_YOUR INSTRUCTIONS:_
Pick out and copy each line of the records that contains the string "grass".

_GIVEN ENTRIES:_
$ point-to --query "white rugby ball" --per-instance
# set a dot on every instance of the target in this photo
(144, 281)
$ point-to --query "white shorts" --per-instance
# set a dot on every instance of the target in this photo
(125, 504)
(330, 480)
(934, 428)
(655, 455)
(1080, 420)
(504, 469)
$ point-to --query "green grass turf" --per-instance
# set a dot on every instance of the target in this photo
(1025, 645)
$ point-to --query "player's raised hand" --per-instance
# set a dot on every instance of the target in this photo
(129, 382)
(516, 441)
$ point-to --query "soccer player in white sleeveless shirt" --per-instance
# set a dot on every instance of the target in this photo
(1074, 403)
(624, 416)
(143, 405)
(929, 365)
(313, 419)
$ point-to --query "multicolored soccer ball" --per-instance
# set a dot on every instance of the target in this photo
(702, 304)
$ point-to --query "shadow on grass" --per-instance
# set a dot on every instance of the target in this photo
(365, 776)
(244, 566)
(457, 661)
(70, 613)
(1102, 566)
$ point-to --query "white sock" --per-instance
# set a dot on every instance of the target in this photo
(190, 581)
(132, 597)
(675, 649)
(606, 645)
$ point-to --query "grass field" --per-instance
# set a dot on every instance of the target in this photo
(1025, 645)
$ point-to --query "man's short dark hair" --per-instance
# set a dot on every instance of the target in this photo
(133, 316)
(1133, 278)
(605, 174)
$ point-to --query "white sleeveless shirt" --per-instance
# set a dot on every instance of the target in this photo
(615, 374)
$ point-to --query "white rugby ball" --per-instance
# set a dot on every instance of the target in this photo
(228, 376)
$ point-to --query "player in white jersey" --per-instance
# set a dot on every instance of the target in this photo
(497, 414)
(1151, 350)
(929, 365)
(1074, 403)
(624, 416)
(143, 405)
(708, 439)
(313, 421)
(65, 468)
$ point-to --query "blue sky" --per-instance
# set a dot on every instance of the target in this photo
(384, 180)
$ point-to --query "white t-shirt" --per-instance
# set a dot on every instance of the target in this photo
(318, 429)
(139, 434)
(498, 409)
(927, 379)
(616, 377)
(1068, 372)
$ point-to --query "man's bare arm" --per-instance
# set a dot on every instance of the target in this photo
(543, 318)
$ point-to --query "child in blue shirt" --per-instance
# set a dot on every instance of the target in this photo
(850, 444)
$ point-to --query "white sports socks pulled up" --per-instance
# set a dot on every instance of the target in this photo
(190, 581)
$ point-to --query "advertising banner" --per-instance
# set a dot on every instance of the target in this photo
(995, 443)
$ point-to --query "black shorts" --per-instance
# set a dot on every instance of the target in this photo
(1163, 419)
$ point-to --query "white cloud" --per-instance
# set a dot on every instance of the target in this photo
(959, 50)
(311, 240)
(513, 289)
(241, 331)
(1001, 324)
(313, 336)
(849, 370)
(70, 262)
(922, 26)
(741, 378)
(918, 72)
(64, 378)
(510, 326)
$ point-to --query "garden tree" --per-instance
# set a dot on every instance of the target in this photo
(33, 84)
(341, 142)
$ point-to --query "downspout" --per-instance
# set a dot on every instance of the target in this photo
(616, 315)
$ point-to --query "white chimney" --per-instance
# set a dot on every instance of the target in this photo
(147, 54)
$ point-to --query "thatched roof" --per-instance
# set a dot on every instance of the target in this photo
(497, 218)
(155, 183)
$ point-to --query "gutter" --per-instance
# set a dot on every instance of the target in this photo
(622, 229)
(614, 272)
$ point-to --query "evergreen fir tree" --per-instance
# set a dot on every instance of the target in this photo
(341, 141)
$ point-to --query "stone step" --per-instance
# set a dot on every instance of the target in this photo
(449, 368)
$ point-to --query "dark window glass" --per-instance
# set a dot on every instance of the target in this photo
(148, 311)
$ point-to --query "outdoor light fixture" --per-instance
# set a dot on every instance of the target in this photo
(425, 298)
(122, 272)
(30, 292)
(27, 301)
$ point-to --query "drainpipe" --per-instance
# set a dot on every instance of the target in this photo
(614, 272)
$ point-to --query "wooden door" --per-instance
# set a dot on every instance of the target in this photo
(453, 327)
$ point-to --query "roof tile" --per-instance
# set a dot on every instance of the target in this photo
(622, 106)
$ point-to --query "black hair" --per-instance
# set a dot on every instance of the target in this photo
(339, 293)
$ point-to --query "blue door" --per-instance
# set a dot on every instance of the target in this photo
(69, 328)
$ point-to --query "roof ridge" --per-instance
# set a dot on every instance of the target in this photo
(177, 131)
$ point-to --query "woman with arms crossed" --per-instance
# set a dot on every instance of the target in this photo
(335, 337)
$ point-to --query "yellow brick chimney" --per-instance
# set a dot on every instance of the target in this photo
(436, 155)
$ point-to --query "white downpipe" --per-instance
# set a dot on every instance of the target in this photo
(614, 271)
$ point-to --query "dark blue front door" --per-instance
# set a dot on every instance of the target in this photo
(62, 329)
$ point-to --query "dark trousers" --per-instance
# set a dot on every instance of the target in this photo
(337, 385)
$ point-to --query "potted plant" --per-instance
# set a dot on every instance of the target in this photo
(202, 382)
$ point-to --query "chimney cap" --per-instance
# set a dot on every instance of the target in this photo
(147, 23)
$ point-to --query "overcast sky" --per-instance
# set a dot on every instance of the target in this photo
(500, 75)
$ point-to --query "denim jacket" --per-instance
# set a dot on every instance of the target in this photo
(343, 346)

_EXERCISE OUTPUT:_
$ point-to --query "green grass turf" --per-instance
$ point-to --query "shadow on grass" --per-instance
$ point-to --query "grass field" --per-instance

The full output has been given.